Document section:

+ + + + + + +

Anecdotal tales of inexplicable sickness and deformities have abounded in Iraq for years. In their broad brushstrokes, they seem plausible. The first Gulf War had littered much of Iraq with depleted uranium from the armor-piercing bullets the U.S. used to destroy Saddam Hussein’s retreating columns in1991. (The Monitor’s Scott Peterson traveled around Baghdad with a Geiger counter in 2003 and found plenty of “hot spots” more than a decade later).
The country’s health and sanitation had collapsed during the decade of international sanctions that followed that war, and the stresses of daily life, with new deprivations heaped on the state terror Hussein relied on to retain power, soared. A population that lives in fear is always a less healthy one, and the fright of average Iraqis only grew after the U.S.-led invasion of 2003, with the thunder of “shock and awe” soon replaced by a sectarian civil war that claimed more than 100,000 lives and saw tens of thousands of Iraqi families uprooted from their homes.
A horrific example of the birth defects suffered by babies in Fallujah. |
But at the same time, a tearful anecdote told of a sickly child, with blame laid on unknown toxins, wasn’t proof. It’s natural for people to see causes and patterns in essentially random events. As a reporter, perhaps to my shame, I pushed aside pursuit of stories about cancer clusters or surges in childhood illness, since the reality of people’s suspicions was unknowable, absent scientific study.
A new study
Now, unless a new study published in The Bulletin of Environmental Contamination and Toxicology is found to be flawed in some way (it looks solid to this admittedly unprofessional eye), we may have a “known known” about the effect of extended war on the health of children: in Fallujah, which saw probably the fiercest sustained combat of the Iraq war, there was a surge in birth defects after the combat in 2004 that persists to this day. In the southern city of Basra, a hospital there reported a similar surge in birth defects following the bombing campaign at the start of the war, according to the study, which was funded by the University of Michigan’s department of obstetrics and gynecology.

+ + + + + + +

Work request A:
Does each statement below agree with the passage on war and health in Iraq? Answer yes or no for each, quoting the words of the passage that decide it.
(i) The new study was funded by the University of Michigan's department of obstetrics and gynecology.
(ii) Scott Peterson traveled around Basra with a Geiger counter in 2003.
(iii) The sectarian civil war claimed more than 100,000 lives.
Work request B: How would you render this sentence from the passage on war and health in Iraq in Spanish: "It’s natural for people to see causes and patterns in essentially random events."

(Saved entries)
+ + + + + + +

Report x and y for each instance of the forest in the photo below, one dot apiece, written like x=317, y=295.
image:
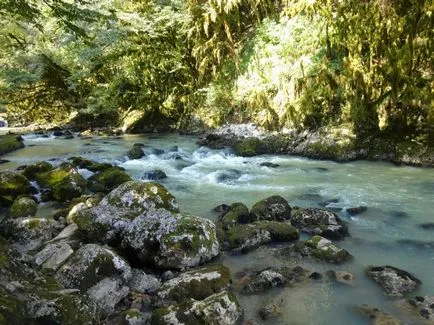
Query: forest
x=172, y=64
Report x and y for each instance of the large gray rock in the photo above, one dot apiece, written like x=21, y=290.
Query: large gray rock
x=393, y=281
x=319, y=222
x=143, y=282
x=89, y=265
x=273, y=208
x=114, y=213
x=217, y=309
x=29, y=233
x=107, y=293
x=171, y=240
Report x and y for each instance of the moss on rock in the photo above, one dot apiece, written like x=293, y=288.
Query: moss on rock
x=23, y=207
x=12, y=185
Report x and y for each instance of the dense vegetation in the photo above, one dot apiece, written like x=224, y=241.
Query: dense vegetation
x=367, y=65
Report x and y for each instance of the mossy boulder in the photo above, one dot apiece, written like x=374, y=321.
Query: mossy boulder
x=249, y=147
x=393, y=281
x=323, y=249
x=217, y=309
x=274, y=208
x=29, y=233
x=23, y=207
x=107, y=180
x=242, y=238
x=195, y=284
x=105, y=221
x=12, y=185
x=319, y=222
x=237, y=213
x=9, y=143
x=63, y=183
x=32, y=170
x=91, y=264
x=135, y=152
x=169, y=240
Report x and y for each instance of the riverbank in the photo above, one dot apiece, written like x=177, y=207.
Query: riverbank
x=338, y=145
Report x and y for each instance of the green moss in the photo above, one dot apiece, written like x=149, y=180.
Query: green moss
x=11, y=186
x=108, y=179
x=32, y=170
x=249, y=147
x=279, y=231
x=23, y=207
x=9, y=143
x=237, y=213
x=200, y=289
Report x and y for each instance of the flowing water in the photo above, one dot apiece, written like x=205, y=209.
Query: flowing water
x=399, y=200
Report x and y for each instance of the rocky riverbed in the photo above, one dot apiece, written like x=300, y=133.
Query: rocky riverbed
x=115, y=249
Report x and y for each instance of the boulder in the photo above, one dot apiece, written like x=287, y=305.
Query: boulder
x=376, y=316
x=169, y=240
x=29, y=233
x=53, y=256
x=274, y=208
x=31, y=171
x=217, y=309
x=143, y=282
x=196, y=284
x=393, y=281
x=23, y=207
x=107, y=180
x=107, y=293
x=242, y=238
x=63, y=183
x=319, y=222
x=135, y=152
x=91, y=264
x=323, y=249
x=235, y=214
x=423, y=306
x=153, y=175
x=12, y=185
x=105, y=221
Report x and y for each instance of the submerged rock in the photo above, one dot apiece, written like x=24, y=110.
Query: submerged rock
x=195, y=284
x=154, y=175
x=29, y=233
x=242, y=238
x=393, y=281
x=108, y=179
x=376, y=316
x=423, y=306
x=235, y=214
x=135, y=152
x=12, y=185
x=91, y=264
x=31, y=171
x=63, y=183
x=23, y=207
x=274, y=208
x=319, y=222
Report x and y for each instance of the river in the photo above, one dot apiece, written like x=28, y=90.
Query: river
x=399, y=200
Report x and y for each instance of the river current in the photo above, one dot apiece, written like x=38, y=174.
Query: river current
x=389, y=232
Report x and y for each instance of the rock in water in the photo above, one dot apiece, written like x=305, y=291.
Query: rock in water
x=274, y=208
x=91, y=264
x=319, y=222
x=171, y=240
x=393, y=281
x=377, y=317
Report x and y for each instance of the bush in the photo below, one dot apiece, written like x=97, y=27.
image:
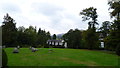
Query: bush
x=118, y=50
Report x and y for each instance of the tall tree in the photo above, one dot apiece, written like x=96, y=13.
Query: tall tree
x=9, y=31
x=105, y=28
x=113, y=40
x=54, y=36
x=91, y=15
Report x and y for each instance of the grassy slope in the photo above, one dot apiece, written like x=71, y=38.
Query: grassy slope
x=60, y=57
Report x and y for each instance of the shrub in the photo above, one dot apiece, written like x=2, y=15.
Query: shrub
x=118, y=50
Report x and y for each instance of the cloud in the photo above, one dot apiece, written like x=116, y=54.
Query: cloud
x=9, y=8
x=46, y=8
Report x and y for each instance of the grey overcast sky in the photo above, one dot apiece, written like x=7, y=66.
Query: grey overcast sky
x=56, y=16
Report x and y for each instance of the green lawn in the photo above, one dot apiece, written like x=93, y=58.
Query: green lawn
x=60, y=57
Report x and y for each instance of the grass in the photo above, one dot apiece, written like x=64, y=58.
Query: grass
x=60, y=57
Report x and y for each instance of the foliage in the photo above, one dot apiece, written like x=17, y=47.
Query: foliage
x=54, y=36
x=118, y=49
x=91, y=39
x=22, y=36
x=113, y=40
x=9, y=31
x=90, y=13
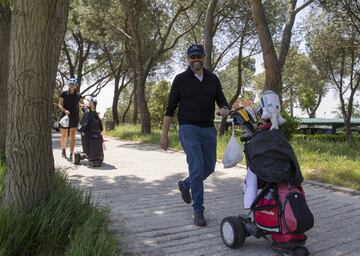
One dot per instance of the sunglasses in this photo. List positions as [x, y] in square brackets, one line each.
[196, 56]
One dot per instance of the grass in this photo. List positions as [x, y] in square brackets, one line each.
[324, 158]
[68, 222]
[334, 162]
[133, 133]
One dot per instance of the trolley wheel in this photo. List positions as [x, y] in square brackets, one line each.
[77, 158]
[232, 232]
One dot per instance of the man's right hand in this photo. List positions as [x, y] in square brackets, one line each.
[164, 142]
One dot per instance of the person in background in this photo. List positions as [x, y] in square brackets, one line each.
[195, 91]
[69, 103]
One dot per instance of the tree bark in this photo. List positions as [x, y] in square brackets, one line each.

+ + + + + + +

Output A:
(i) Yes: "which was funded by the University of Michigan’s department of obstetrics and gynecology."
(ii) No: "The Monitor’s Scott Peterson traveled around Baghdad with a Geiger counter in 2003."
(iii) Yes: "a sectarian civil war that claimed more than 100,000 lives."

Output B: Es natural que la gente vea causas y patrones en sucesos esencialmente aleatorios.